DO THIS:
Please give the entries below again, starting with the line that contains "In this exercise you will find the man's" and going on through the end of the entries, and change "drop one marker" to "place one pin" while leaving everything else unchanged.

DATA FOR THIS EXERCISE:
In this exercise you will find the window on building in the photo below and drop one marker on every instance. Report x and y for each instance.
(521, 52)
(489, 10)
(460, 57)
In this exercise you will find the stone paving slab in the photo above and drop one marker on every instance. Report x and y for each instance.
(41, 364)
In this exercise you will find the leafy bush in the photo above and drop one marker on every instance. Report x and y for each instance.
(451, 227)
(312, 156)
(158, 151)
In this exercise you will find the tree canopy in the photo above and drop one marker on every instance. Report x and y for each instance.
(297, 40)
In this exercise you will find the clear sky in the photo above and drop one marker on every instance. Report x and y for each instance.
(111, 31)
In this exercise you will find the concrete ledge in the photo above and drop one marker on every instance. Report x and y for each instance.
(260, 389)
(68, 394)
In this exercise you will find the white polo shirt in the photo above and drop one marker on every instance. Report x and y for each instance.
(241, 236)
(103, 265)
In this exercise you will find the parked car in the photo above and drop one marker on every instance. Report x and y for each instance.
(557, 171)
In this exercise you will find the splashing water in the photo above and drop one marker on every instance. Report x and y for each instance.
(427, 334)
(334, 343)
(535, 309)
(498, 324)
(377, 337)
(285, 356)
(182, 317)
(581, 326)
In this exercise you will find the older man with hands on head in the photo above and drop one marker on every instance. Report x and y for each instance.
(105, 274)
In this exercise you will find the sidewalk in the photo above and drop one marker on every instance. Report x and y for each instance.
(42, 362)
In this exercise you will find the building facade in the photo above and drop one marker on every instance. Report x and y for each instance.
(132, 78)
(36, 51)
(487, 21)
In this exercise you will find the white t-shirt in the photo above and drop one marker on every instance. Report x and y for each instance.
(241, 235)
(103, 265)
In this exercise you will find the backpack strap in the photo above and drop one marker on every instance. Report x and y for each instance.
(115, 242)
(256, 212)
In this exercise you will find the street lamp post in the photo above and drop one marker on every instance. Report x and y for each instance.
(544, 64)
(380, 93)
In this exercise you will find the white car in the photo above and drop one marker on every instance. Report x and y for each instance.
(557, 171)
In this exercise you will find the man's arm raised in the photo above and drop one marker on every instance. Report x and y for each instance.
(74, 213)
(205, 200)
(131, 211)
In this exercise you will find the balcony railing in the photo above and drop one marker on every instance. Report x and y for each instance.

WRITTEN ANSWER:
In this exercise you will find the man's arm raised in the photo above and place one pin on every instance. Report x and y for each instance.
(74, 213)
(205, 200)
(131, 211)
In this exercise you will find the balcony railing in the photo above and place one pin on every instance. Report x and y for each instance.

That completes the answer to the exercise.